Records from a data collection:
··········

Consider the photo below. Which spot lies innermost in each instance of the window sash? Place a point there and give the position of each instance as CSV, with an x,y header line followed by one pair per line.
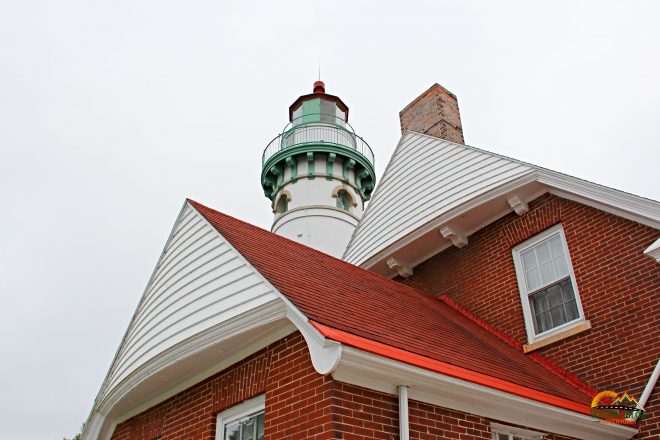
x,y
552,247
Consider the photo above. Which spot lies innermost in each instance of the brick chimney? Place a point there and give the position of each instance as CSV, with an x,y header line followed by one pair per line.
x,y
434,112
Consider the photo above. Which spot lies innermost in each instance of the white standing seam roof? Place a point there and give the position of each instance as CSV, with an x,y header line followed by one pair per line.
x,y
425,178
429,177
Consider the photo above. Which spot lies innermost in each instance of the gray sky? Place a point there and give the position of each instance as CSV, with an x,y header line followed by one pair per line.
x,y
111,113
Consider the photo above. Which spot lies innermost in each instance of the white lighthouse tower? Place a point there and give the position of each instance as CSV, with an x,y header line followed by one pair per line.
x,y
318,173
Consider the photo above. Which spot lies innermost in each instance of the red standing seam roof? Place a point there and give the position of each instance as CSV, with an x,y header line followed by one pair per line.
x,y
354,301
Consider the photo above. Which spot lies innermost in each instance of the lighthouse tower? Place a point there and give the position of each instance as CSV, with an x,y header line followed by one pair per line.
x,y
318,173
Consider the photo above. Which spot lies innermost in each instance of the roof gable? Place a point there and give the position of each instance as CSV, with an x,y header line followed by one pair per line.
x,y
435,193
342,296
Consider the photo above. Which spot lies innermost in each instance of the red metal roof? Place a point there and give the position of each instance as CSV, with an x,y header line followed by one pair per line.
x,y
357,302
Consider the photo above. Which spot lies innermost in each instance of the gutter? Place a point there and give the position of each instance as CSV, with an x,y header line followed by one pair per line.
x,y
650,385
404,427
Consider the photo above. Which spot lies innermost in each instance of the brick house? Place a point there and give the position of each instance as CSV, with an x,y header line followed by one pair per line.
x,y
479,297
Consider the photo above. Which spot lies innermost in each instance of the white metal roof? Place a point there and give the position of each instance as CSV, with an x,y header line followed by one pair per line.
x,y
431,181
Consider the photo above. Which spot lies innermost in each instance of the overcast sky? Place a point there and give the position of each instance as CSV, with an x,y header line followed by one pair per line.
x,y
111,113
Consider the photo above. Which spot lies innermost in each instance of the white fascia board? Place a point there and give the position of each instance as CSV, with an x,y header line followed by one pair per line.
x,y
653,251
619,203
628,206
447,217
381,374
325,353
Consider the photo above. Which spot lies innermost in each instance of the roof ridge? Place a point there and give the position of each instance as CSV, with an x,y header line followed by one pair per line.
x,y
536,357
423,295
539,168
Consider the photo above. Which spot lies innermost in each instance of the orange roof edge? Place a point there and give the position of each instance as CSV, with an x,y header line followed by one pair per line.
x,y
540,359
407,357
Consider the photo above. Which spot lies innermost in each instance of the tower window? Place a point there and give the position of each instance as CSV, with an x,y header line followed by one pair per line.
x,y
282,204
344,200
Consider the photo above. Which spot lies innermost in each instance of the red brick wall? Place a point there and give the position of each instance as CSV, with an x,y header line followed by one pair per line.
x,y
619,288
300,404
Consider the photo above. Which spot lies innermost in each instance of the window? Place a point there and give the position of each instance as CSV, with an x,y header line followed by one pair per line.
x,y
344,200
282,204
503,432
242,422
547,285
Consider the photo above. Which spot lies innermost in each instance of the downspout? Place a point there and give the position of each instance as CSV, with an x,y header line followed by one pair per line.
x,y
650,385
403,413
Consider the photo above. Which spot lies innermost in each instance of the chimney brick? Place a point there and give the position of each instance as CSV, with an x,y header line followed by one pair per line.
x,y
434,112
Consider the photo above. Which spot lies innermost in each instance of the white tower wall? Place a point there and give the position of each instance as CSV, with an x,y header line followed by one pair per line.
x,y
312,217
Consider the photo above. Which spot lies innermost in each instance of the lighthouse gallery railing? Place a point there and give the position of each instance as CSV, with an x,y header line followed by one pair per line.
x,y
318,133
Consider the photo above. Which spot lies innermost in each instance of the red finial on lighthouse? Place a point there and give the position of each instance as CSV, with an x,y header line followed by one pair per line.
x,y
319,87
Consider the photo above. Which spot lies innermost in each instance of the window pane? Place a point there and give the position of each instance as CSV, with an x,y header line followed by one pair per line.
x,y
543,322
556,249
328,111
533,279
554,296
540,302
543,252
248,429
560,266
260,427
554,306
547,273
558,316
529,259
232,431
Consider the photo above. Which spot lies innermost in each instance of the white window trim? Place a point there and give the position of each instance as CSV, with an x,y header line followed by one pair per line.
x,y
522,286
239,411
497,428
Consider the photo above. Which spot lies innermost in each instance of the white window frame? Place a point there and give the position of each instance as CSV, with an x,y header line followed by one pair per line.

··········

## TASK TO COMPLETE
Rewrite the stretch of the records from the line containing "white window trim?" through the end of the records, changing "frame" to "casing" and leaving everything else the same.

## EXERCISE SOLUTION
Consider the photo above. Which spot lies innermost in each instance of the white window trim? Place a point there and give the position of each instance as CSV, with an x,y header line followed by one pair per line.
x,y
522,286
239,411
497,428
Consider the photo above. Which spot lies innermost in each instance of the white window casing? Place a point there and give the position of each instance as CSV, with an x,y header line followed by one pair per line.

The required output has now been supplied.